### TASK GOAL
Copy the data below exactly.
-- start of DATA FOR THIS TASK --
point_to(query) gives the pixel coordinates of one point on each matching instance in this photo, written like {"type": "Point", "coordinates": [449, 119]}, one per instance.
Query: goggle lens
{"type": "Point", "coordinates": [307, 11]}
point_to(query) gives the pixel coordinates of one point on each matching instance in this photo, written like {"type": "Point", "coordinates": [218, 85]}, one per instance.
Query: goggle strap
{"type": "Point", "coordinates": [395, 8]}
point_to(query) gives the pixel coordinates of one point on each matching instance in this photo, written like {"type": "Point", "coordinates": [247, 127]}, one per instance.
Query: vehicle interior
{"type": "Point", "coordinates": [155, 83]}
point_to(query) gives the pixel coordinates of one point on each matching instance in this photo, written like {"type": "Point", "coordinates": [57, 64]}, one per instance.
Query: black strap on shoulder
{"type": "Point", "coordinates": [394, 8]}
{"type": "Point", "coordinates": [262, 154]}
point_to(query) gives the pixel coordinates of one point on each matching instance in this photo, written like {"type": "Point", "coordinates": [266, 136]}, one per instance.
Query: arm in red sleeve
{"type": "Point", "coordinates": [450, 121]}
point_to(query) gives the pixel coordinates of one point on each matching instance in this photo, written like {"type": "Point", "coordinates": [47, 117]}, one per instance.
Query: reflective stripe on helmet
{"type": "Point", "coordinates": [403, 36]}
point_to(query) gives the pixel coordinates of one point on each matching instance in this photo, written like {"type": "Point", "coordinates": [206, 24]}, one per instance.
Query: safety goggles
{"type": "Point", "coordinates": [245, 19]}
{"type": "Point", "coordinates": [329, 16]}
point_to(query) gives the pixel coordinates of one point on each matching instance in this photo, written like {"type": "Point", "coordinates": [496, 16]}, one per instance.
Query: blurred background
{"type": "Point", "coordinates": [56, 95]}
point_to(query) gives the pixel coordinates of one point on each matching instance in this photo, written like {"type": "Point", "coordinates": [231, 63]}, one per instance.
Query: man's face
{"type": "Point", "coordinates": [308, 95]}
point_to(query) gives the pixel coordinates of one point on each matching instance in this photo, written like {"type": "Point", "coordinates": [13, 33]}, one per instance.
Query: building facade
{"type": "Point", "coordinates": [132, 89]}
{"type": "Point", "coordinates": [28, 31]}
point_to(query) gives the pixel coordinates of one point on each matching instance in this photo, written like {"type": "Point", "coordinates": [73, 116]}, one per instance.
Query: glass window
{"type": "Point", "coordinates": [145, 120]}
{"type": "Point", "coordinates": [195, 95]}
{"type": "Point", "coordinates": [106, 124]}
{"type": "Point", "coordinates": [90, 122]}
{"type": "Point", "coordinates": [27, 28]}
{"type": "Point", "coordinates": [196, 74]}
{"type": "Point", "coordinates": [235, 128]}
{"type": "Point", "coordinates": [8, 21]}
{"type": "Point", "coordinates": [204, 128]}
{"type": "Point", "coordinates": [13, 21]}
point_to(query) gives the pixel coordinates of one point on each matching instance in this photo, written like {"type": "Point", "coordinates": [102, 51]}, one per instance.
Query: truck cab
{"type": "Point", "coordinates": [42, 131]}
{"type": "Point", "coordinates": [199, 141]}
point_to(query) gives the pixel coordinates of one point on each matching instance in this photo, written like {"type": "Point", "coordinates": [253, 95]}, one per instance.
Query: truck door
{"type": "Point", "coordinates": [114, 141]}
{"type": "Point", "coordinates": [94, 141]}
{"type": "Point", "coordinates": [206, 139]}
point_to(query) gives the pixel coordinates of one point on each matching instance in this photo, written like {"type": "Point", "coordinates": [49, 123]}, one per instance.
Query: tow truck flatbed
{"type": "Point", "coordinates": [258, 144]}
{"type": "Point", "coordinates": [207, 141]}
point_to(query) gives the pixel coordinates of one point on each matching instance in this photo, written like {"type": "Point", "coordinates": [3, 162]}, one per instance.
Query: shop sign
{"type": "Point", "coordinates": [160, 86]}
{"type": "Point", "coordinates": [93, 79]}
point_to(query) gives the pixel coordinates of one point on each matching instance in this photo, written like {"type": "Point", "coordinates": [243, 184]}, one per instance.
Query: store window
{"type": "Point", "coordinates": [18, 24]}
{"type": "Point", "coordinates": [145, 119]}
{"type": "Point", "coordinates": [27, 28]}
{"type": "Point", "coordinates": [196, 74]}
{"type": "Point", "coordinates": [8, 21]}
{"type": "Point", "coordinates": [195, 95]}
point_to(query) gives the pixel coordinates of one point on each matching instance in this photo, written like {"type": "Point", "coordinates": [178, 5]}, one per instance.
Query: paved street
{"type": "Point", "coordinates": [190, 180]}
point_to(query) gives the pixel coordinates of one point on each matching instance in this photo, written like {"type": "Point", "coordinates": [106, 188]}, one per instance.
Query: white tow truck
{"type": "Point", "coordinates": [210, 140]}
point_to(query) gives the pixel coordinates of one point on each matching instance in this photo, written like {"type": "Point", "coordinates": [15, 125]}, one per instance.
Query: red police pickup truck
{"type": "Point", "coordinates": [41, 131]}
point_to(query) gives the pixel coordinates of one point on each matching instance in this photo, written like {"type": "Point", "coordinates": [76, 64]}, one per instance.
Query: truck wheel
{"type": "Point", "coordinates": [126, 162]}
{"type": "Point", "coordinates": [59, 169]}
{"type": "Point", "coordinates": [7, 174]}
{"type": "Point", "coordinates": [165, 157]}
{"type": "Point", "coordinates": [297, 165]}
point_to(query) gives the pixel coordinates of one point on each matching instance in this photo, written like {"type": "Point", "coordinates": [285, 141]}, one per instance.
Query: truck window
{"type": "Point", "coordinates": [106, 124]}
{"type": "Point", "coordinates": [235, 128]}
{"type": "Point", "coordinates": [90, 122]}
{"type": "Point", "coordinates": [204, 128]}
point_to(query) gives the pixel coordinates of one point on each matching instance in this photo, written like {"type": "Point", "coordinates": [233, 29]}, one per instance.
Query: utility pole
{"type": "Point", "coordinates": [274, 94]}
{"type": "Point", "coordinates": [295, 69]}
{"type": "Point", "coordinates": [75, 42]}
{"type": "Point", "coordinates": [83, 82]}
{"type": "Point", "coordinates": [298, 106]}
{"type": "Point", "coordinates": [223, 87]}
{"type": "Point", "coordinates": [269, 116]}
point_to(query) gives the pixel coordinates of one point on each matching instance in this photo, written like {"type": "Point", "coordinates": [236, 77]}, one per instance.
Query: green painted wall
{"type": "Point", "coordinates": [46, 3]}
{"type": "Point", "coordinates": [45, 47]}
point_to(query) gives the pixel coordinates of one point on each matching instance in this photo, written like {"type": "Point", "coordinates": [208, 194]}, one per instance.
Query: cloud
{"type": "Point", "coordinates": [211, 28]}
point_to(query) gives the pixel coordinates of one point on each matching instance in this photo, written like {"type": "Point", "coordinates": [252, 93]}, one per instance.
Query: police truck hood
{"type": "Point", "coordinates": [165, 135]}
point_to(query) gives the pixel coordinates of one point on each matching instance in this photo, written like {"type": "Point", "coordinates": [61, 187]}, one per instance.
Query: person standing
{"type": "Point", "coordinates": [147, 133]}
-- end of DATA FOR THIS TASK --
### ANSWER FOR THIS EXERCISE
point_to(query) gives the pixel coordinates of one point on each matching instance in this photo, written like {"type": "Point", "coordinates": [449, 119]}, one per instance.
Query: goggle lens
{"type": "Point", "coordinates": [307, 11]}
point_to(query) gives the pixel coordinates of one point on each matching instance in this photo, written like {"type": "Point", "coordinates": [218, 85]}, one per instance.
Query: goggle strap
{"type": "Point", "coordinates": [395, 8]}
point_to(query) gives the pixel coordinates of one point on each matching instance in this photo, written like {"type": "Point", "coordinates": [247, 127]}, one per instance.
Query: vehicle interior
{"type": "Point", "coordinates": [155, 83]}
point_to(query) gives the pixel coordinates of one point on each matching instance in this photo, written like {"type": "Point", "coordinates": [57, 64]}, one per instance.
Query: black strap on shoulder
{"type": "Point", "coordinates": [394, 8]}
{"type": "Point", "coordinates": [262, 154]}
point_to(query) gives the pixel coordinates of one point on each matching instance in this photo, written like {"type": "Point", "coordinates": [266, 136]}, one per instance.
Query: arm in red sleeve
{"type": "Point", "coordinates": [450, 121]}
point_to(query) gives the pixel coordinates of one point on each matching instance in this photo, written like {"type": "Point", "coordinates": [47, 117]}, one per instance.
Query: reflective stripe on helmet
{"type": "Point", "coordinates": [403, 36]}
point_to(query) gives the pixel coordinates of one point on each matching instance in this photo, written like {"type": "Point", "coordinates": [206, 24]}, one per instance.
Query: safety goggles
{"type": "Point", "coordinates": [245, 19]}
{"type": "Point", "coordinates": [329, 16]}
point_to(query) gives the pixel coordinates of one point on each matching instance in this photo, written like {"type": "Point", "coordinates": [496, 16]}, one per instance.
Query: blurred background
{"type": "Point", "coordinates": [56, 95]}
point_to(query) gives the pixel coordinates of one point on each matching instance in this photo, written like {"type": "Point", "coordinates": [231, 63]}, one per instance.
Query: man's face
{"type": "Point", "coordinates": [308, 95]}
point_to(query) gives the pixel coordinates of one point on each matching instance in this photo, written like {"type": "Point", "coordinates": [13, 33]}, one per instance.
Query: building facade
{"type": "Point", "coordinates": [132, 89]}
{"type": "Point", "coordinates": [28, 31]}
point_to(query) gives the pixel coordinates of one point on each matching instance in this photo, written like {"type": "Point", "coordinates": [73, 116]}, one per instance.
Query: glass window
{"type": "Point", "coordinates": [145, 120]}
{"type": "Point", "coordinates": [195, 95]}
{"type": "Point", "coordinates": [106, 124]}
{"type": "Point", "coordinates": [90, 122]}
{"type": "Point", "coordinates": [27, 28]}
{"type": "Point", "coordinates": [196, 74]}
{"type": "Point", "coordinates": [235, 128]}
{"type": "Point", "coordinates": [8, 21]}
{"type": "Point", "coordinates": [204, 128]}
{"type": "Point", "coordinates": [13, 21]}
point_to(query) gives the pixel coordinates of one point on each matching instance in this photo, written like {"type": "Point", "coordinates": [102, 51]}, one per instance.
Query: truck cab
{"type": "Point", "coordinates": [42, 131]}
{"type": "Point", "coordinates": [199, 141]}
point_to(query) gives the pixel coordinates of one point on each matching instance in this photo, written like {"type": "Point", "coordinates": [253, 95]}, one per instance.
Query: truck door
{"type": "Point", "coordinates": [114, 141]}
{"type": "Point", "coordinates": [94, 141]}
{"type": "Point", "coordinates": [206, 139]}
point_to(query) gives the pixel coordinates of one point on each matching instance in this photo, written like {"type": "Point", "coordinates": [49, 123]}, one per instance.
Query: tow truck flatbed
{"type": "Point", "coordinates": [258, 144]}
{"type": "Point", "coordinates": [207, 141]}
point_to(query) gives the pixel coordinates of one point on each matching instance in this photo, written like {"type": "Point", "coordinates": [3, 162]}, one per instance.
Query: shop sign
{"type": "Point", "coordinates": [160, 86]}
{"type": "Point", "coordinates": [93, 79]}
point_to(query) gives the pixel coordinates of one point on each matching instance in this photo, written like {"type": "Point", "coordinates": [243, 184]}, one per instance.
Query: store window
{"type": "Point", "coordinates": [18, 24]}
{"type": "Point", "coordinates": [145, 119]}
{"type": "Point", "coordinates": [27, 28]}
{"type": "Point", "coordinates": [196, 74]}
{"type": "Point", "coordinates": [8, 21]}
{"type": "Point", "coordinates": [195, 95]}
point_to(query) gives the pixel coordinates of one point on each matching instance in this photo, written like {"type": "Point", "coordinates": [178, 5]}, one per instance.
Query: paved street
{"type": "Point", "coordinates": [190, 180]}
point_to(query) gives the pixel coordinates of one point on each matching instance in this photo, written like {"type": "Point", "coordinates": [106, 188]}, one per instance.
Query: white tow truck
{"type": "Point", "coordinates": [210, 140]}
point_to(query) gives the pixel coordinates of one point on each matching instance in this photo, written like {"type": "Point", "coordinates": [15, 125]}, one per instance.
Query: red police pickup truck
{"type": "Point", "coordinates": [41, 131]}
point_to(query) gives the pixel coordinates of one point on each matching instance in this photo, written like {"type": "Point", "coordinates": [76, 64]}, one per instance.
Query: truck wheel
{"type": "Point", "coordinates": [126, 162]}
{"type": "Point", "coordinates": [59, 169]}
{"type": "Point", "coordinates": [7, 174]}
{"type": "Point", "coordinates": [165, 157]}
{"type": "Point", "coordinates": [297, 165]}
point_to(query) gives the pixel coordinates of one point on each matching instance in this photo, written like {"type": "Point", "coordinates": [285, 141]}, one per instance.
Query: truck window
{"type": "Point", "coordinates": [106, 124]}
{"type": "Point", "coordinates": [235, 128]}
{"type": "Point", "coordinates": [90, 122]}
{"type": "Point", "coordinates": [204, 128]}
point_to(query) gives the pixel coordinates of one point on each matching instance in this photo, written like {"type": "Point", "coordinates": [233, 29]}, one per instance.
Query: utility pole
{"type": "Point", "coordinates": [274, 94]}
{"type": "Point", "coordinates": [295, 69]}
{"type": "Point", "coordinates": [75, 42]}
{"type": "Point", "coordinates": [83, 82]}
{"type": "Point", "coordinates": [298, 106]}
{"type": "Point", "coordinates": [223, 87]}
{"type": "Point", "coordinates": [269, 116]}
point_to(query) gives the pixel coordinates of one point on each matching instance in this photo, written like {"type": "Point", "coordinates": [236, 77]}, one per instance.
Query: green painted wall
{"type": "Point", "coordinates": [46, 3]}
{"type": "Point", "coordinates": [45, 47]}
point_to(query) gives the pixel coordinates of one point on each matching instance in this photo, written like {"type": "Point", "coordinates": [208, 194]}, one per instance.
Query: cloud
{"type": "Point", "coordinates": [211, 28]}
point_to(query) gives the pixel coordinates of one point on each matching instance in this photo, written like {"type": "Point", "coordinates": [252, 93]}, one per instance.
Query: police truck hood
{"type": "Point", "coordinates": [165, 135]}
point_to(query) gives the pixel coordinates of one point on each matching instance in this photo, written like {"type": "Point", "coordinates": [61, 187]}, one per instance.
Query: person standing
{"type": "Point", "coordinates": [147, 133]}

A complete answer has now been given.